▸ Written instruction
Please collect every line in the material below that contains the word "white" and copy each one in full.

▸ Listed records
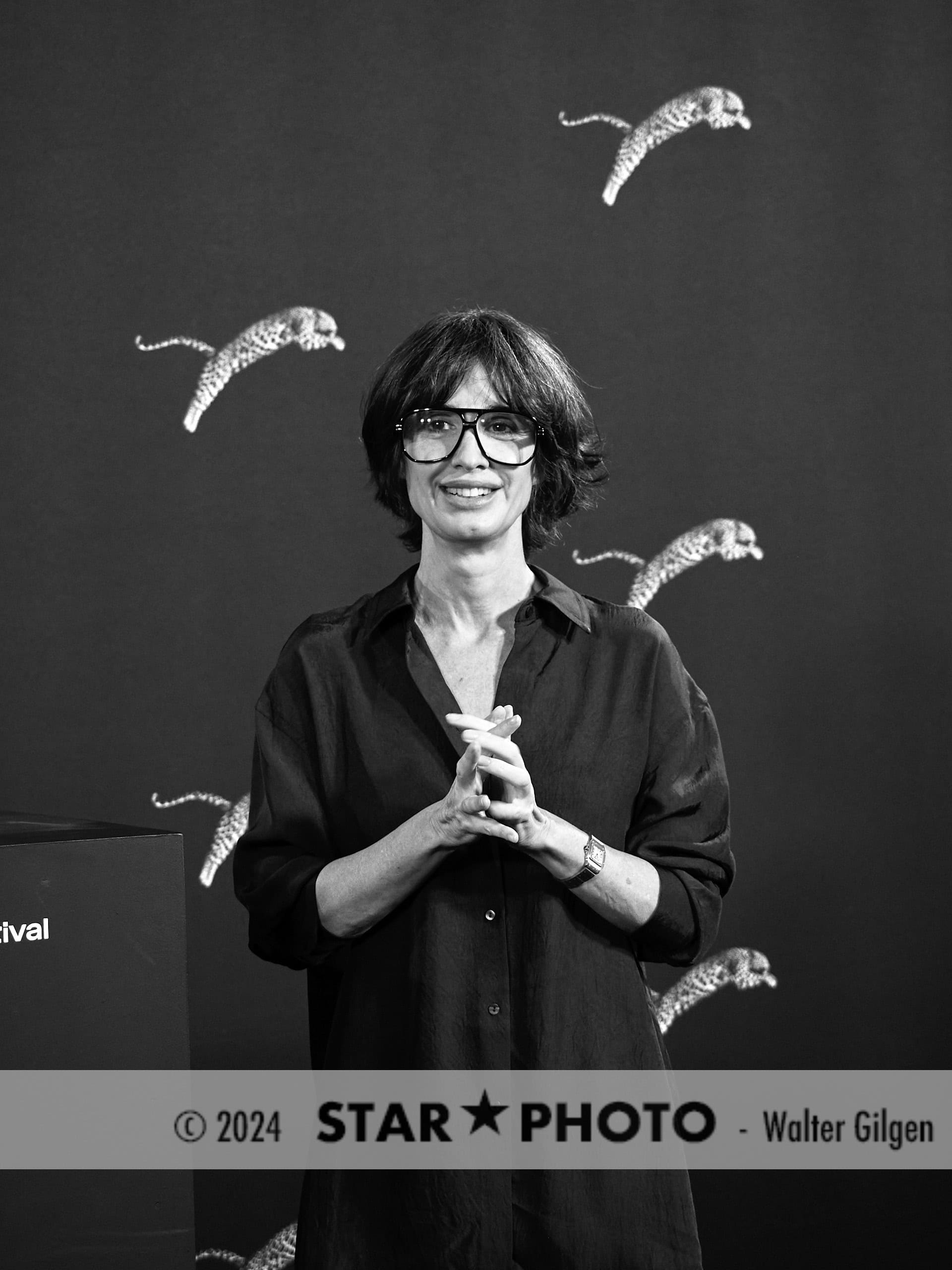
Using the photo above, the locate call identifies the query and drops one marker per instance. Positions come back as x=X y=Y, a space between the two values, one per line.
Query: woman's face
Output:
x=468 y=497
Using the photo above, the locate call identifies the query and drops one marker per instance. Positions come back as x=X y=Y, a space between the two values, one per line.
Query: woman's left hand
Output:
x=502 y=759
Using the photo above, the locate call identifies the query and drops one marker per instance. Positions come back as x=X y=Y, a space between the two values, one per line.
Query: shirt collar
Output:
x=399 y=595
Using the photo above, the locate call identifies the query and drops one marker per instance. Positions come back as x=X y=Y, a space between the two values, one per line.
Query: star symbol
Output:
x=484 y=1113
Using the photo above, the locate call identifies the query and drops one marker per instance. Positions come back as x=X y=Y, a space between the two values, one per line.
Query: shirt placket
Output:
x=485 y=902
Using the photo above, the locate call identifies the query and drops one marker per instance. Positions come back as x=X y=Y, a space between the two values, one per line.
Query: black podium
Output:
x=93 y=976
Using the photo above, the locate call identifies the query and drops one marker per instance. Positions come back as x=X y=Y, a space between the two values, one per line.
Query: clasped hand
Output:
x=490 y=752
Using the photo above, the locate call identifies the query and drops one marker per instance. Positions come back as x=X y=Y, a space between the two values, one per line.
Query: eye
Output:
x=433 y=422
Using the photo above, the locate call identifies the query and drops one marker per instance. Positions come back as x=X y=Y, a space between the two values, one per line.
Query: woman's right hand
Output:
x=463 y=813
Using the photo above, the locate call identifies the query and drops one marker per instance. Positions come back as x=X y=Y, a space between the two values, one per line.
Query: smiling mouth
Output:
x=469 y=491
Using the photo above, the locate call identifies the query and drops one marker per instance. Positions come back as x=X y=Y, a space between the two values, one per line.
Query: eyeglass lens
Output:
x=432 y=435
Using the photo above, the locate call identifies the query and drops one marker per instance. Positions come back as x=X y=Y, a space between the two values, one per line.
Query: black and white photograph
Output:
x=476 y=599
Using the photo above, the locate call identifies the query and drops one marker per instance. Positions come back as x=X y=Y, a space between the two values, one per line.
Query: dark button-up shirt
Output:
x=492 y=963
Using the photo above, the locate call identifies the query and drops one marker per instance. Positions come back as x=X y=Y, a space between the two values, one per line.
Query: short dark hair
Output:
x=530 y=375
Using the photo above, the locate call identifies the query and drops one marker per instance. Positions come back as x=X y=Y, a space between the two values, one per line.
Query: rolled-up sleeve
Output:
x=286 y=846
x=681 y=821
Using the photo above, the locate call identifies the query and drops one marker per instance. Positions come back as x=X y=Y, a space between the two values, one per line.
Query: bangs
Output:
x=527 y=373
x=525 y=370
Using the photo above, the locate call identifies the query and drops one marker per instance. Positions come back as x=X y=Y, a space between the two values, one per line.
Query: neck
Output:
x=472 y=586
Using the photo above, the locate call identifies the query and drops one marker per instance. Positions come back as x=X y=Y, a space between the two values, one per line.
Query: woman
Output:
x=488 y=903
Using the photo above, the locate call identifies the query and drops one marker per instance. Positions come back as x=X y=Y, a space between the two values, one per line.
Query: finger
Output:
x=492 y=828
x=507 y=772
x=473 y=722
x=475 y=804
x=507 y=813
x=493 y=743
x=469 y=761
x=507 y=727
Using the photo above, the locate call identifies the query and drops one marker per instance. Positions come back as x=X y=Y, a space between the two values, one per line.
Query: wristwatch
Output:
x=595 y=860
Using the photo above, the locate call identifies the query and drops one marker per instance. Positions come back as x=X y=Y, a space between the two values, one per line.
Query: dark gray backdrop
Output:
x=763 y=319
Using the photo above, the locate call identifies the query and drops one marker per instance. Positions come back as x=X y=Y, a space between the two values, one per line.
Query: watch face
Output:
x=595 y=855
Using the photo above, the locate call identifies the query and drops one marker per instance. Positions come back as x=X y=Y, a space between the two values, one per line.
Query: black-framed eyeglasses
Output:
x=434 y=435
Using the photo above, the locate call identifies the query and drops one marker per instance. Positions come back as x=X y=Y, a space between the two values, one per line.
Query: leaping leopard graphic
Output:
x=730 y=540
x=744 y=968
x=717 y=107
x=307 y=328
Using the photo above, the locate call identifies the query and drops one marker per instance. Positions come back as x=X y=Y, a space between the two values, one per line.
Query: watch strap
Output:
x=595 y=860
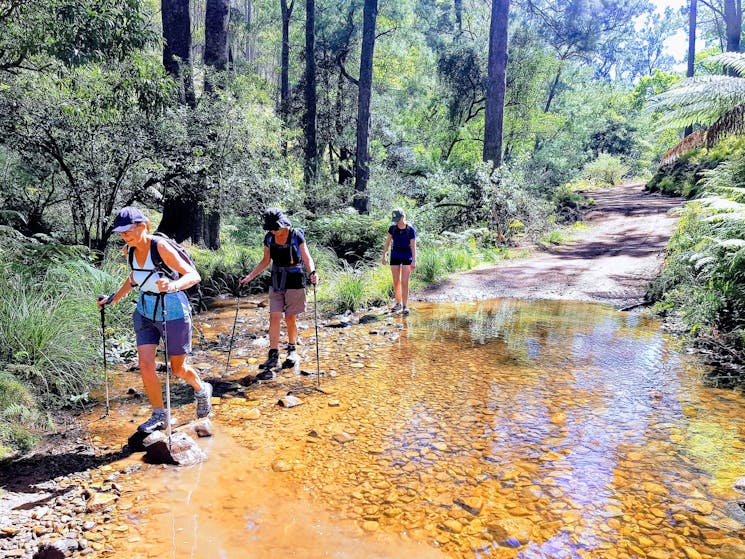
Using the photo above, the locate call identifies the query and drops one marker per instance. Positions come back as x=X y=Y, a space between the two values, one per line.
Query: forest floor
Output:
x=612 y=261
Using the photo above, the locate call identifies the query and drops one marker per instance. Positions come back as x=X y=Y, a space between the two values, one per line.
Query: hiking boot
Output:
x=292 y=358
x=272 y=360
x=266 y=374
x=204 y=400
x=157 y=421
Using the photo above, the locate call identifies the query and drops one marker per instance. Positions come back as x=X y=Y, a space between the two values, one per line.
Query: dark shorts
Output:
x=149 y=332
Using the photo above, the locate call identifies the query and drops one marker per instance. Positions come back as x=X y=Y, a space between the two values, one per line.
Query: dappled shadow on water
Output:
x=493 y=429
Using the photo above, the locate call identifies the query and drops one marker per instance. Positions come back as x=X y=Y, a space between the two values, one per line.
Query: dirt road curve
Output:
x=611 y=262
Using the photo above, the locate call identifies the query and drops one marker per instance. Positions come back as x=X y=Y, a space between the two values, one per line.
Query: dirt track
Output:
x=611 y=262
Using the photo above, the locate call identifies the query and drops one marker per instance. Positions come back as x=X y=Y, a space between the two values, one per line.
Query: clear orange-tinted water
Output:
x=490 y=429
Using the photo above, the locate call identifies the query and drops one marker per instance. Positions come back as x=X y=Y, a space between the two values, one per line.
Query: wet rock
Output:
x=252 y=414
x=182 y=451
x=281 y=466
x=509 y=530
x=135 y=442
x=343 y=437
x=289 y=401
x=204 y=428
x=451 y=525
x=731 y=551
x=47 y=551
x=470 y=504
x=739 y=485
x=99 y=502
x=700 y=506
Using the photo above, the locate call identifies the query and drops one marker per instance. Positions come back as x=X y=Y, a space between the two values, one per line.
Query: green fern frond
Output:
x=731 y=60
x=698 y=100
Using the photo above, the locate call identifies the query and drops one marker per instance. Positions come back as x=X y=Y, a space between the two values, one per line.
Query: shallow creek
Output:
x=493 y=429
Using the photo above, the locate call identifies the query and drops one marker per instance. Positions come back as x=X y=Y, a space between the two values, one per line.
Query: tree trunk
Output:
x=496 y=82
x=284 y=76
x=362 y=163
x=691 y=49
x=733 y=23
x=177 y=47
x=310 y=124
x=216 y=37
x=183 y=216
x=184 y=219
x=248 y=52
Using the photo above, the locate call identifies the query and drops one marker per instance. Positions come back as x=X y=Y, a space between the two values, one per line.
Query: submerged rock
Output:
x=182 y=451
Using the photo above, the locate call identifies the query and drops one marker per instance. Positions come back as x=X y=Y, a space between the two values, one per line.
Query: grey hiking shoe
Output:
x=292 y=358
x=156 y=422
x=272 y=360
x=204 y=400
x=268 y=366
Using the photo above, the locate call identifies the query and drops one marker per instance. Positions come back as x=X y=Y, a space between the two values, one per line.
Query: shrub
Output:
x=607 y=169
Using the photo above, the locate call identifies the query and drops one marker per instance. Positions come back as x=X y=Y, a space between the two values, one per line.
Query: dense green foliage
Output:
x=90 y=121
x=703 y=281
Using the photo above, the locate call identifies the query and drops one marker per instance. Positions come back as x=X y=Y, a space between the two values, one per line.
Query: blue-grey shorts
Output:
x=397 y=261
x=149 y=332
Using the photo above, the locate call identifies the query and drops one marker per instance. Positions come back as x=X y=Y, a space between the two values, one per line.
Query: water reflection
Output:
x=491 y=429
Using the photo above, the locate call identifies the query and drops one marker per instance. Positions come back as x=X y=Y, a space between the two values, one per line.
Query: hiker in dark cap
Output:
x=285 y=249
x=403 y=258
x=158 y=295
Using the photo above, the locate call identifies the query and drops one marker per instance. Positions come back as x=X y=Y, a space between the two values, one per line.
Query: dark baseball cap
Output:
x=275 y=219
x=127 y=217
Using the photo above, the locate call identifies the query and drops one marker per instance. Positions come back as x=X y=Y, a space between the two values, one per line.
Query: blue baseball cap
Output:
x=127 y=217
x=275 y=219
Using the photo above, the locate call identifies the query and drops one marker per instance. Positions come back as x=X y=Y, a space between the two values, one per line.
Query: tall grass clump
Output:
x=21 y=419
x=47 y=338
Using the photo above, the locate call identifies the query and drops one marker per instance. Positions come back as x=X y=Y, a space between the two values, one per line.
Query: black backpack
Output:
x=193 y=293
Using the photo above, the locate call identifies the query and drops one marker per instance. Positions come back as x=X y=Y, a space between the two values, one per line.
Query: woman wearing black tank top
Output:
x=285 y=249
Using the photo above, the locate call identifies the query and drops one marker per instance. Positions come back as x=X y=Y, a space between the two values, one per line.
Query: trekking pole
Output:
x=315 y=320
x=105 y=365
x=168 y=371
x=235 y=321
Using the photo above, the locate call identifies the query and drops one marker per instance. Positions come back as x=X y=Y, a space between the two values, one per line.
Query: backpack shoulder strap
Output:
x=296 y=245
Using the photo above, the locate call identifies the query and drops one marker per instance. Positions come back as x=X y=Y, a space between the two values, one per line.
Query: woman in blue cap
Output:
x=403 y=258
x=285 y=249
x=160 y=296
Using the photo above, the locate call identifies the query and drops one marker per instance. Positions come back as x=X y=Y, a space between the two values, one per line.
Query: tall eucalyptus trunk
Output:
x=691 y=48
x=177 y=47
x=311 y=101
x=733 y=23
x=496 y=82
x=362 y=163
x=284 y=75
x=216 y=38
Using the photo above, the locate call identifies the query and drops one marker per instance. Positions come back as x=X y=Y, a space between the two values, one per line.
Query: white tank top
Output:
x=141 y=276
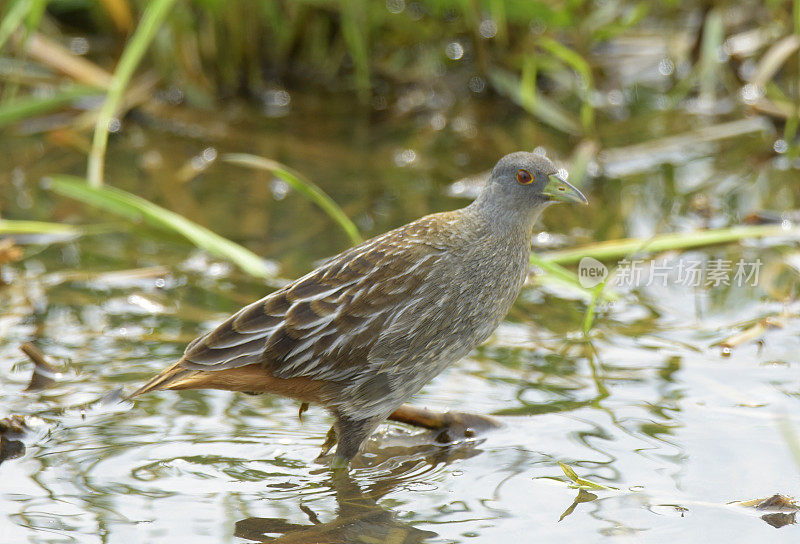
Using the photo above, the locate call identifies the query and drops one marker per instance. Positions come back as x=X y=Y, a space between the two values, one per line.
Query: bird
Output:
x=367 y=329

▸ Exercise result
Query: black and white photograph
Query: white tank top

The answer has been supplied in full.